WHAT YOU SHOULD DO →
Please turn the rows below into a two-column CSV with the header "prompt" and "response", one line for each row, putting its text and its bounding boxes each in a single quoted field with line breaks replaced by spaces. Leave the pictures out.
==================================================
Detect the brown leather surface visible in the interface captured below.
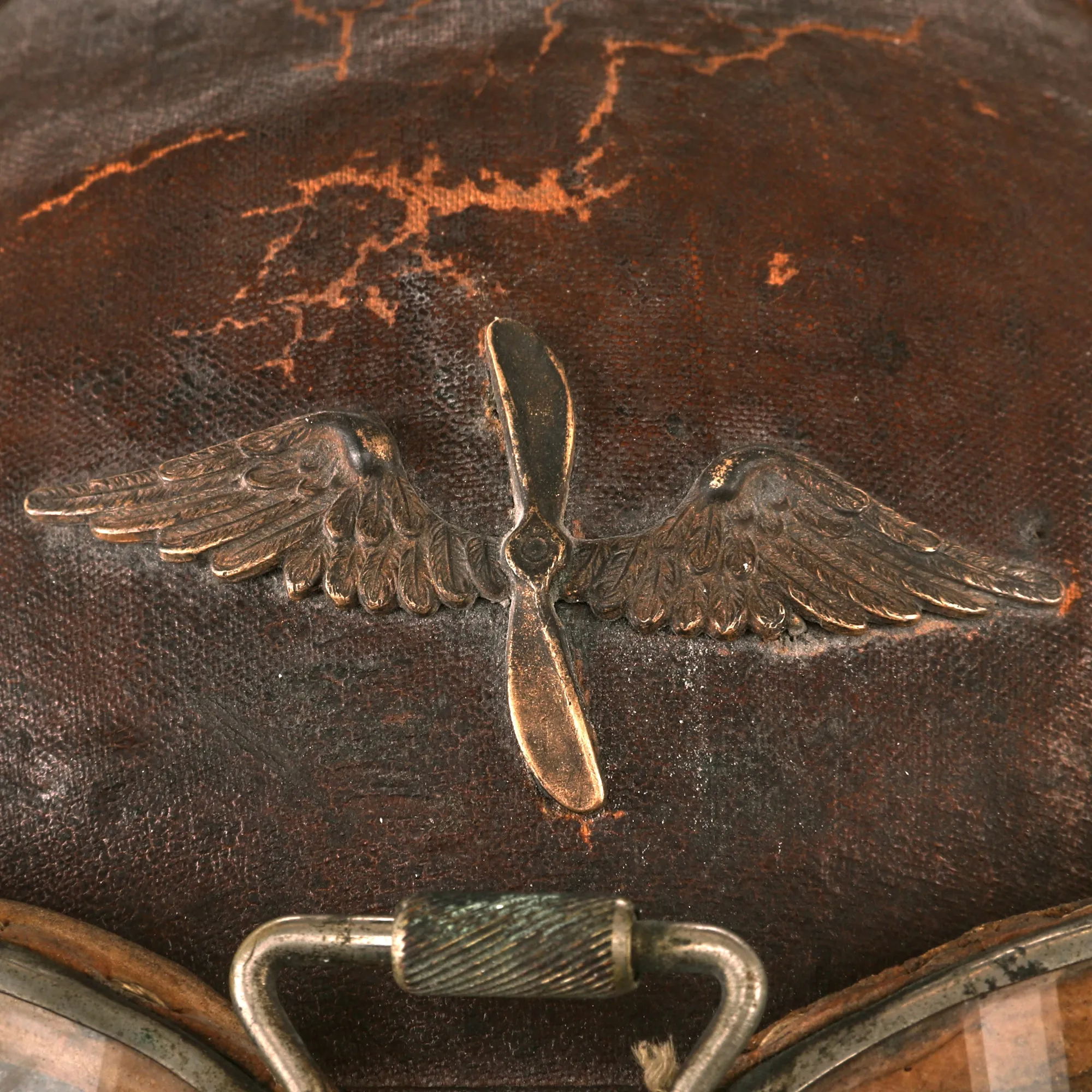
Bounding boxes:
[0,0,1092,1088]
[0,899,271,1082]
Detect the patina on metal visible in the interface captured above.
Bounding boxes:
[230,894,767,1092]
[25,319,1063,812]
[0,941,259,1092]
[727,916,1092,1092]
[486,321,603,811]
==================================================
ANSWER TO THE PROBLEM →
prompt,response
"Detect the brown leather surface visible in the interface captured below. Bounding boxes:","[0,0,1092,1088] [0,899,271,1082]"
"Detect the patina on metal visible in the interface captured above. Bounding boxes:","[230,894,767,1092] [25,319,1063,812] [0,941,259,1092] [727,916,1092,1092] [486,321,603,811]"